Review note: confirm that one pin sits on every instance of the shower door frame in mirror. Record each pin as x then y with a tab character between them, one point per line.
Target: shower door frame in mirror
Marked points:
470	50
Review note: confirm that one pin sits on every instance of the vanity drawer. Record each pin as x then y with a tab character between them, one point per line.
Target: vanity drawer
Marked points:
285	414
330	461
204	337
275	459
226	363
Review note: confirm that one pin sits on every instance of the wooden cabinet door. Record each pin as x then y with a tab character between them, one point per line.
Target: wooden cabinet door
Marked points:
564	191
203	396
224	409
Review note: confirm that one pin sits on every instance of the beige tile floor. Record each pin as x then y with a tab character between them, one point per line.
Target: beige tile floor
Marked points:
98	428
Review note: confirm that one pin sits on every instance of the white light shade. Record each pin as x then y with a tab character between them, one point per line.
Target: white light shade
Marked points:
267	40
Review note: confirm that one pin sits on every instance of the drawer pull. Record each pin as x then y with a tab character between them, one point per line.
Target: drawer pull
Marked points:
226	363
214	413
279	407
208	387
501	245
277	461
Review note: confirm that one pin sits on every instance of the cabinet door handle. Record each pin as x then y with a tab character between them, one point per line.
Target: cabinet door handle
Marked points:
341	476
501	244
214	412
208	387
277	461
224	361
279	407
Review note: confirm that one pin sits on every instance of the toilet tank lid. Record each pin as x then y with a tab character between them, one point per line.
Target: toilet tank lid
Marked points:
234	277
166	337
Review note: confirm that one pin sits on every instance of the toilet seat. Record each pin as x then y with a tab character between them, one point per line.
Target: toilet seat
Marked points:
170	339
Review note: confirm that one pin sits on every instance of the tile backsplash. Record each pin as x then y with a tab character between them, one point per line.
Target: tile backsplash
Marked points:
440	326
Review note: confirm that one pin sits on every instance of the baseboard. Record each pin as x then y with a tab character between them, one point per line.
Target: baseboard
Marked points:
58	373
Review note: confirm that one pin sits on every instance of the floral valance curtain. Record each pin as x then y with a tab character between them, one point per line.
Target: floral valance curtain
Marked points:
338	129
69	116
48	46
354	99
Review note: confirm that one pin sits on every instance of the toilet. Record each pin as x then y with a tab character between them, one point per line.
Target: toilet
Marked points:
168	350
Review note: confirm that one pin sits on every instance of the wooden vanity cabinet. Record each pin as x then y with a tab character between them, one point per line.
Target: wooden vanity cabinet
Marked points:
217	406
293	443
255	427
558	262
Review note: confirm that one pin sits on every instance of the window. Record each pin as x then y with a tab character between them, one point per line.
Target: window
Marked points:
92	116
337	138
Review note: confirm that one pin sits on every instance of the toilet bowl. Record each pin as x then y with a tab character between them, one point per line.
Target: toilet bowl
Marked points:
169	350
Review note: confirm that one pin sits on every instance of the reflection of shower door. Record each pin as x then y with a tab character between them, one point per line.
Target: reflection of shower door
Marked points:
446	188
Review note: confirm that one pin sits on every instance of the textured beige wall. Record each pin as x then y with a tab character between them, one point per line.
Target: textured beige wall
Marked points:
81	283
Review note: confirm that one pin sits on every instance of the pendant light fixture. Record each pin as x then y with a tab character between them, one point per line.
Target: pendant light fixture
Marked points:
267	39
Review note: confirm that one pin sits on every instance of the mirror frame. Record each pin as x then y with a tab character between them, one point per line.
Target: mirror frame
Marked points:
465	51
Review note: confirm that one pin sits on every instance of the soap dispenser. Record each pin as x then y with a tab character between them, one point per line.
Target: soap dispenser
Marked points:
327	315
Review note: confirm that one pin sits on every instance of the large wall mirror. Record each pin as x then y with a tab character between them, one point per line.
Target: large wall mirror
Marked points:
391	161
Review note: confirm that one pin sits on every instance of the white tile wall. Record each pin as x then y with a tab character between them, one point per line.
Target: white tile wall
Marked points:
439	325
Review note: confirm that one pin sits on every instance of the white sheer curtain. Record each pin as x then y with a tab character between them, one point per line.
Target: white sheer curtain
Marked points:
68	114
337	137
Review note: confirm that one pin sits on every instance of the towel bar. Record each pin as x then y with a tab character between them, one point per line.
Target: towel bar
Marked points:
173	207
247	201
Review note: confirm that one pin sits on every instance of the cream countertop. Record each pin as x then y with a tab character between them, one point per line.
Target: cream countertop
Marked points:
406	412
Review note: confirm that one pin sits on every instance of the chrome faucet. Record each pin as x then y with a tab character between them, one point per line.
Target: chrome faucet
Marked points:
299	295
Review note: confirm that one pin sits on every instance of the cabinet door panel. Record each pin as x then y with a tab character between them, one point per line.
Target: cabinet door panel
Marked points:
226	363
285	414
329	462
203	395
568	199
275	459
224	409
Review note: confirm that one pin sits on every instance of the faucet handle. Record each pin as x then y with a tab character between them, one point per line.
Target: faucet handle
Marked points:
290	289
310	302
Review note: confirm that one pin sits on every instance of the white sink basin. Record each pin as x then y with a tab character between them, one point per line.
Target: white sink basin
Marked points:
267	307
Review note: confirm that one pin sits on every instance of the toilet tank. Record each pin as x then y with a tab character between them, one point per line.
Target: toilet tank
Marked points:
★ ★ ★ ★ ★ ★ ★
• The task: Please output the full listing, keeping every character the same.

• Solution to this task:
Review note: confirm that one pin sits on every instance of the shower door frame in mirror. Record each pin as x then y with a tab character between them, one point per line.
Target: shower door frame in mirror
Marked points:
470	50
Review note: confirm that one pin sits on every instance of the vanity drawer. Record each pin as x then y with a tab character between them, one point per line.
Target: vanity drawer
Marked points:
285	414
330	461
204	337
275	459
226	363
Review note: confirm that one pin sits on every instance of the wooden cabinet door. Record each pin as x then y with a tab character between them, one point per line.
Target: wooden cabinet door
Marked points:
564	191
203	396
224	409
Review note: confirm that one pin sits on every instance of the beige tile floor. Record each pin as x then y with a tab character between them, one point per line.
Target: beige tile floor
Marked points:
98	428
Review note: confirm that one pin sits on every instance of the white light shade. Record each pin as x then y with a tab character between them, one point per line.
Target: white light shade
Marked points:
267	40
Review note: confirm that one pin sits on every instance of the drawer pull. Record each pin as x then y with a tab character between them, one point per line.
Target: drawer pull
Marked points:
226	363
214	413
279	407
208	387
501	245
277	461
Review note: confirm that one pin sits on every instance of the cabinet door handle. Record each pin as x then y with a tab character between them, one point per line.
Target: cabinet door handle
Marked points:
341	476
501	244
214	412
208	387
277	461
224	361
279	407
Review note: confirm that one pin sits on every instance of the toilet tank lid. Record each pin as x then y with a tab character between them, one point per line.
Target: toilet tank lid
Marked points:
234	277
166	337
Review note: confirm that one pin sits on every instance of the toilet seat. Record each pin as x then y with a tab character between them, one point per line.
Target: toilet seat
Marked points:
170	339
Review note: confirm that one pin sits on every instance of the tile backsplash. Record each pin as x then y with a tab character between them, one point per line.
Target: tile backsplash
Marked points:
440	326
Review note: confirm that one pin sits on every instance of the baseboard. Record each pin as x then y with a tab character between them, one point per line.
Target: baseboard
Marked points:
58	373
Review note: confirm that one pin sits on every instance of the floral valance curtain. Record each pin as x then y with a tab character between them, one point per line.
Target: floral valance curtain
Marked points:
338	129
69	116
48	46
354	99
Review note: confirm that one pin sits on every instance of the toilet. Record each pin as x then y with a tab character between them, one point per line.
Target: toilet
Marked points:
168	350
Review note: confirm that one pin sits on every instance of the wooden vanity cabinet. Record each pin as x then y with a tab character between them, one point per line.
Target: wooden vanity cabinet
Marked points:
217	406
293	443
255	427
558	262
Review note: confirm that one pin sits on every instance of the window. Record each pin as x then y with a tab character between them, one point per line.
Target: window
Marked points:
92	116
337	138
Review note: confirm that one pin sits on every instance of the toilet bowl. Record each pin as x then y with a tab character between them, one point per line.
Target: toilet bowl
Marked points:
169	350
Review note: confirm that one pin sits on every instance of the reflection of shower door. Record each pin as x then y with a tab character between them, one point per line.
Target: reflection of shower door
Marked points:
446	188
Review note: confirm that one pin sits on every instance of the textured beige wall. Record each pin as x then y with a tab character between them, one point per line.
Target: textured beige wall
Marked points:
81	283
Review note: confirm that one pin sits on every instance of the pendant light fixture. Record each pin as x then y with a tab character between them, one point per line.
Target: pendant light fixture
Marked points:
267	39
Review note: confirm that one pin sits on every instance of the mirror frame. Record each pin as x then y with a tab character between them, one point per line.
Target: mirror frame
Marked points:
465	51
Review note: confirm that one pin sits on every instance of the soap dispenser. Record each pin as x then y with a tab character between them, one point per line.
Target: soap dispenser
Marked points:
327	315
Review note: confirm that one pin sits on every instance of the large wall mirror. Record each pin as x then y with a tab character between them, one point per line.
Target: large wall mirror
Marked points:
391	161
Review note: confirm that one pin sits on every instance of the white tile wall. Record each pin as x then y with a tab character between them, one point per line.
Target: white tile wall
Marked points:
439	325
Review note: confirm that one pin sits on every instance of the white sheer curtain. Record each pin as x then y with a tab character between them, one point per line.
Target: white sheer curtain
Marked points:
68	114
337	137
Review note: confirm that one pin sits on every instance of the towel bar. Record each pin as x then y with a tab character between them, one point per line.
Target: towel bar
Marked points:
173	207
247	201
Review note: confirm that one pin sits on every instance of the cream countertop. Record each pin as x then y with a tab character between them, one point per line.
Target: cream countertop
Marked points:
406	412
Review note: confirm that one pin sits on every instance of the chrome faucet. Record each pin as x then y with a tab character between them, one point per line.
Target: chrome faucet
Marked points:
299	295
Review note: confirm that one pin sits on every instance of the cabinet door panel. Record each pin as x then y with a tab character between them, one point per line.
Target: cabinet door panel
Marked points:
226	363
285	414
329	462
203	395
568	199
275	459
224	409
Review note: confirm that one pin sits on every instance of the faucet handle. Record each pin as x then y with a tab character between them, one point per line.
Target: faucet handle
Marked points:
290	289
310	302
Review note: confirm that one pin sits on every instance of the white sink basin. Record each pin as x then y with a tab character between them, one point per line.
Target: white sink basin
Marked points:
267	307
Review note: confirm that one pin sits on every instance of the toilet tank. Record each pin as x then y with a tab character between them, one point per line.
Target: toilet tank
Marked points:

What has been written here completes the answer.